**Document text**
At the beginning of the XVIII century, the territory of the present square was called “the Wolf Field”. The rope and spinning yards, the Dutch brewery and working settlements were located here. The craftsmen of Bocharnaya Sloboda (the Barrel Quarter) made barrels for the brewery - the memory of this remained in the name of Bocharnaya Street (now Komsomol Street). The first stone houses appeared here at the beginning of the XIX century, the building of the Mikhailovsky Artillery Academy being one of them - now it houses the Military Artillery Academy.

In 1870, the Finland Station designed by architect P.S. Kupinsky was built, which led to the rapid development of the area of the future square. Apartment houses which housed offices, shops, taverns, a hotel and a pharmacy were built. In 1907 - 1908, an Art Nouveau building was constructed in the northern part of the square for the residential complex of employees of the Finland Railway. On one of its walls a mosaic composition “Man and Space” by the artist V.A. Anopova was created in the 1960s. In 1924, the square in front of Finland Station was renamed Lenin Square. On November 7, 1926, a monument to V.I.Lenin was open. In 1927, under the direction of the architect I.A. Fomin the work on the reconstruction of the square began.

In the 50s, the reconstructed building of the department store housed the House of Soviets of the Kalinin District and the Leningradsky Concert Hall. The building was decorated with massive double half-columns in the neoclassical style. The main element of the ensemble of Lenin Square was the new building of the Finland Station, built in 1955 - 1960. The building was decorated with a clock tower topped with a 300-meter steel spire.

Stored items:

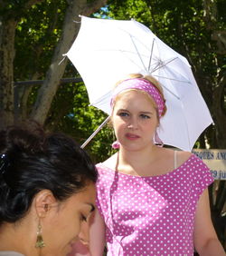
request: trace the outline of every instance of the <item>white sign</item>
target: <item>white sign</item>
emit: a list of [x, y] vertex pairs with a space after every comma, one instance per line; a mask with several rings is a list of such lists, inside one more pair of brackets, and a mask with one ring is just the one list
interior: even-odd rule
[[201, 158], [211, 169], [215, 180], [226, 180], [226, 150], [193, 149], [193, 153]]

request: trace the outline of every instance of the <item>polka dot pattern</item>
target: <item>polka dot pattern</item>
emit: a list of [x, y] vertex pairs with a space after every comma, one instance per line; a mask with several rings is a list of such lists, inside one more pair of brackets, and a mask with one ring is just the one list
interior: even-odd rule
[[162, 116], [165, 109], [164, 99], [162, 98], [156, 87], [152, 84], [151, 82], [148, 82], [143, 78], [127, 79], [119, 84], [112, 94], [111, 103], [118, 94], [128, 89], [138, 89], [146, 92], [154, 99], [158, 109], [159, 117]]
[[123, 174], [97, 165], [97, 206], [106, 227], [108, 255], [193, 255], [198, 199], [213, 178], [192, 155], [159, 175]]

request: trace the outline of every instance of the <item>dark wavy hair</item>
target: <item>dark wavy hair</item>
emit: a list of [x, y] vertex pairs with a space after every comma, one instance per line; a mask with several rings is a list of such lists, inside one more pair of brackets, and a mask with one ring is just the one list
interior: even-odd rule
[[42, 190], [61, 202], [97, 181], [95, 165], [73, 139], [45, 133], [34, 122], [0, 131], [0, 225], [25, 216]]

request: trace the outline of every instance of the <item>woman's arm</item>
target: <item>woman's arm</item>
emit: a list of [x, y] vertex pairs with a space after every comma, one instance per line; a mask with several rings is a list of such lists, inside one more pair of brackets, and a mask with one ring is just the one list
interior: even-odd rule
[[193, 239], [199, 255], [226, 255], [212, 223], [208, 189], [204, 190], [198, 201]]
[[90, 220], [89, 245], [78, 241], [68, 256], [102, 256], [105, 245], [105, 223], [99, 211], [96, 210]]

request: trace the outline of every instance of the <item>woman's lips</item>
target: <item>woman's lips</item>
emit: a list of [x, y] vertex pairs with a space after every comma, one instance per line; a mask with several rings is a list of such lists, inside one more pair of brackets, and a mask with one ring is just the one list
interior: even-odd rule
[[140, 138], [140, 136], [136, 135], [136, 134], [133, 134], [133, 133], [126, 133], [126, 137], [127, 137], [128, 140], [132, 140], [132, 141]]

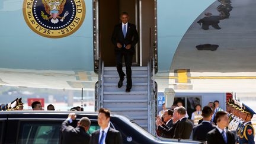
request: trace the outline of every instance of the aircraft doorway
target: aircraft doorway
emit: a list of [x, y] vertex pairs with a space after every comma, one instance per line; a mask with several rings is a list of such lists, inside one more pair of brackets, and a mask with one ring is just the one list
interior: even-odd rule
[[[146, 66], [150, 49], [155, 41], [154, 0], [94, 1], [94, 43], [95, 61], [101, 57], [107, 66], [114, 66], [115, 55], [111, 37], [114, 25], [121, 23], [120, 14], [127, 12], [129, 22], [136, 25], [139, 41], [135, 47], [133, 66]], [[142, 27], [143, 25], [143, 27]], [[150, 42], [152, 42], [151, 44]], [[98, 53], [97, 50], [100, 50]], [[123, 61], [124, 62], [124, 61]]]

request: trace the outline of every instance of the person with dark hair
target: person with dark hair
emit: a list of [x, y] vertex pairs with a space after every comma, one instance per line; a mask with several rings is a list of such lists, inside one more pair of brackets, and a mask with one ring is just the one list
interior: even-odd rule
[[163, 103], [162, 104], [162, 108], [163, 108], [161, 111], [159, 111], [159, 112], [158, 113], [158, 116], [161, 117], [162, 115], [164, 114], [164, 113], [165, 112], [165, 111], [167, 110], [166, 107], [165, 107], [165, 104]]
[[178, 105], [172, 104], [172, 106], [171, 107], [171, 110], [174, 110], [174, 108], [175, 108], [176, 107], [178, 107]]
[[213, 122], [213, 123], [216, 123], [216, 121], [215, 121], [215, 114], [216, 113], [217, 113], [217, 111], [223, 111], [223, 110], [222, 110], [222, 108], [221, 108], [220, 107], [219, 107], [219, 102], [217, 100], [216, 100], [214, 101], [213, 103], [215, 104], [215, 110], [214, 110], [214, 113], [213, 113], [213, 115], [212, 119], [212, 121]]
[[207, 144], [235, 144], [235, 133], [226, 129], [229, 124], [228, 113], [225, 111], [217, 111], [215, 115], [217, 126], [207, 135]]
[[78, 108], [75, 107], [71, 108], [70, 111], [79, 111], [79, 109], [78, 109]]
[[201, 111], [201, 105], [197, 104], [195, 107], [195, 109], [196, 110], [192, 113], [191, 119], [194, 123], [194, 126], [197, 125], [199, 121], [203, 118], [201, 116], [202, 111]]
[[256, 113], [254, 110], [247, 105], [242, 104], [242, 113], [240, 114], [240, 117], [244, 120], [244, 123], [237, 132], [239, 144], [255, 143], [254, 136], [255, 132], [251, 121], [254, 114], [256, 114]]
[[181, 106], [174, 108], [174, 115], [176, 115], [179, 118], [179, 122], [174, 132], [174, 139], [189, 139], [190, 137], [193, 124], [185, 117], [187, 111], [184, 107]]
[[215, 126], [210, 122], [212, 114], [213, 111], [211, 107], [209, 106], [203, 107], [202, 111], [203, 120], [201, 123], [193, 127], [193, 140], [206, 141], [207, 133], [215, 128]]
[[43, 110], [41, 103], [38, 101], [34, 101], [31, 104], [31, 107], [33, 110]]
[[70, 113], [68, 119], [62, 124], [62, 144], [88, 144], [91, 136], [87, 132], [89, 130], [91, 121], [87, 117], [82, 117], [78, 122], [77, 127], [74, 128], [71, 124], [76, 119], [75, 113]]
[[[161, 120], [161, 126], [163, 127], [169, 129], [173, 126], [173, 121], [172, 121], [172, 116], [174, 111], [171, 110], [167, 110], [164, 113], [164, 114], [162, 116], [162, 120]], [[161, 119], [161, 117], [157, 116], [156, 119]], [[168, 135], [165, 135], [164, 133], [160, 132], [158, 129], [156, 129], [156, 133], [158, 136], [165, 137], [165, 138], [170, 138]]]
[[128, 23], [129, 16], [126, 12], [120, 15], [121, 23], [116, 25], [112, 34], [111, 41], [115, 46], [116, 63], [120, 80], [118, 87], [123, 86], [125, 74], [123, 71], [123, 56], [126, 68], [126, 92], [130, 92], [132, 86], [132, 62], [133, 55], [135, 53], [135, 45], [139, 40], [139, 35], [135, 24]]
[[47, 106], [47, 110], [55, 110], [55, 108], [52, 104], [49, 104]]
[[[177, 115], [177, 110], [178, 107], [174, 108], [174, 111], [172, 114], [172, 122], [173, 125], [171, 127], [165, 127], [164, 125], [163, 125], [163, 120], [161, 120], [161, 119], [159, 119], [159, 117], [156, 117], [156, 132], [157, 134], [161, 134], [159, 135], [160, 136], [162, 136], [164, 135], [165, 138], [171, 138], [172, 139], [174, 136], [174, 132], [176, 129], [176, 126], [177, 126], [178, 123], [180, 122], [179, 121], [179, 116]], [[175, 112], [176, 111], [176, 112]]]
[[101, 108], [98, 114], [98, 124], [100, 129], [91, 135], [90, 144], [121, 144], [122, 137], [119, 131], [110, 127], [110, 111]]

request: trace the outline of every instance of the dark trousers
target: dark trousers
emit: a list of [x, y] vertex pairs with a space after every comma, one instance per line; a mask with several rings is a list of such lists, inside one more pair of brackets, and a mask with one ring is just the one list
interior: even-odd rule
[[127, 79], [127, 85], [126, 88], [128, 89], [132, 88], [132, 61], [133, 53], [125, 48], [121, 48], [120, 50], [116, 50], [116, 64], [117, 69], [117, 72], [119, 75], [119, 78], [120, 79], [123, 78], [125, 74], [123, 71], [123, 65], [122, 65], [122, 59], [123, 56], [124, 56], [124, 62], [126, 68], [126, 79]]

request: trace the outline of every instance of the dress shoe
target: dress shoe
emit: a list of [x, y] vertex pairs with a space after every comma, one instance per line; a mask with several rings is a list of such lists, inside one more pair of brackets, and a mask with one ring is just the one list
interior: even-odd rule
[[129, 88], [126, 88], [126, 92], [130, 92], [130, 89], [129, 89]]
[[122, 78], [120, 78], [119, 79], [119, 83], [118, 83], [118, 85], [117, 85], [117, 87], [119, 88], [121, 88], [123, 86], [123, 80], [124, 80], [124, 77], [123, 77]]

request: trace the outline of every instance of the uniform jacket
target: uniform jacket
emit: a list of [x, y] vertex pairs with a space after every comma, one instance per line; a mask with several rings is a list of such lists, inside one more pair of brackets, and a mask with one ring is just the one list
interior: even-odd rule
[[242, 124], [238, 130], [239, 144], [254, 144], [255, 130], [251, 122]]
[[[236, 143], [235, 133], [228, 130], [226, 130], [226, 135], [228, 139], [228, 143], [226, 144]], [[212, 130], [207, 133], [207, 144], [226, 144], [222, 135], [217, 128]]]

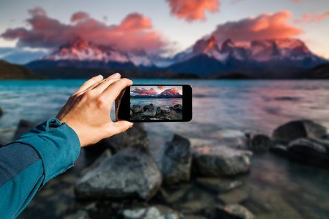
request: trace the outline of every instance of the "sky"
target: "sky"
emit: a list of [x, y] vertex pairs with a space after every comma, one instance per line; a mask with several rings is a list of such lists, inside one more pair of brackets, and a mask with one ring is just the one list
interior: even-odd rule
[[328, 0], [0, 0], [0, 58], [35, 58], [77, 34], [168, 54], [212, 34], [241, 42], [287, 37], [329, 58], [328, 24]]
[[130, 94], [137, 95], [137, 94], [149, 94], [149, 95], [156, 95], [160, 93], [177, 93], [180, 94], [183, 94], [183, 88], [182, 86], [132, 86], [130, 88]]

**Work required**
In one to three sentences, explain how the text about Lenin Square accounts for the name of Bocharnaya Street. Draw only on the text about Lenin Square and not on the listing.

**Response to the exercise**
The name keeps alive the memory of the craftsmen of Bocharnaya Sloboda, the Barrel Quarter, who made barrels for the Dutch brewery in the area. The street is now called Komsomol Street.